Copy every line of the records below word for word, but leave the pictures out.

[DATA SUPPLIED start]

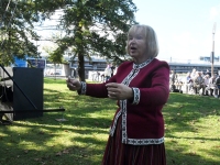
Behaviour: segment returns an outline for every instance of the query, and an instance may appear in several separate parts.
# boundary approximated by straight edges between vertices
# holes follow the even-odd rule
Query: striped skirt
[[[109,136],[102,165],[166,165],[165,145],[130,145],[121,143],[121,118],[113,136]]]

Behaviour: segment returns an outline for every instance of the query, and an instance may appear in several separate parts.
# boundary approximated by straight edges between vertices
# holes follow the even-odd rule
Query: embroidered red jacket
[[[118,110],[112,121],[113,135],[119,118],[122,118],[122,143],[132,145],[160,144],[164,142],[163,106],[169,96],[169,66],[156,58],[135,65],[125,62],[107,82],[120,82],[132,87],[133,102],[118,101]],[[106,98],[106,84],[82,82],[81,94]]]

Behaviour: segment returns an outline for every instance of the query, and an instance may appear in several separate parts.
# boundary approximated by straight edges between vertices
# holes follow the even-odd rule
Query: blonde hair
[[[148,25],[140,25],[140,24],[135,24],[133,26],[131,26],[131,29],[129,30],[128,33],[128,42],[127,42],[127,53],[129,53],[129,36],[133,33],[135,33],[138,30],[142,30],[144,33],[144,38],[146,41],[146,50],[147,53],[146,55],[148,57],[156,57],[158,55],[158,44],[157,44],[157,38],[156,38],[156,33],[154,32],[154,30],[148,26]]]

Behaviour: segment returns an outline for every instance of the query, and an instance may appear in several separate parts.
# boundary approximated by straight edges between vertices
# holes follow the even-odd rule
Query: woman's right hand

[DATA SUPPLIED end]

EXERCISE RESPONSE:
Behaviour: segment returns an outline for every instance of the query, and an instance may appear in several separate parts.
# boundary approximated by straight edges between vertices
# holes follow the even-odd rule
Query: striped skirt
[[[109,136],[102,165],[166,165],[165,145],[130,145],[121,143],[121,118],[113,136]]]

Behaviour: segment returns an outline for every instance of the query, and an instance may appear in several separate parts.
# boundary approximated by straight edges between vertices
# holes follow the even-odd rule
Query: embroidered red jacket
[[[118,110],[112,121],[113,135],[119,118],[122,118],[122,143],[132,145],[160,144],[164,142],[163,106],[169,96],[169,66],[156,58],[135,65],[125,62],[107,82],[120,82],[132,87],[133,102],[118,101]],[[106,98],[106,84],[82,82],[81,94]]]

Behaviour: segment returns an outline for every instance of the query, and an instance may appear in several separate parts.
# boundary approximated by straight edges between vertices
# holes follow the even-odd rule
Query: blonde hair
[[[148,25],[140,25],[140,24],[135,24],[133,26],[131,26],[131,29],[129,30],[128,33],[128,42],[127,42],[127,53],[129,53],[129,36],[133,33],[135,33],[138,30],[142,30],[144,33],[144,38],[146,41],[146,50],[147,53],[146,55],[148,57],[156,57],[158,55],[158,44],[157,44],[157,38],[156,38],[156,33],[154,32],[154,30],[148,26]]]

Behaviour: segment returns an outline for every instance of the query, and an instance may appear in several separate parts.
# boundary approximated by straight edges between vertices
# holes follow the even-odd rule
Query: woman's right hand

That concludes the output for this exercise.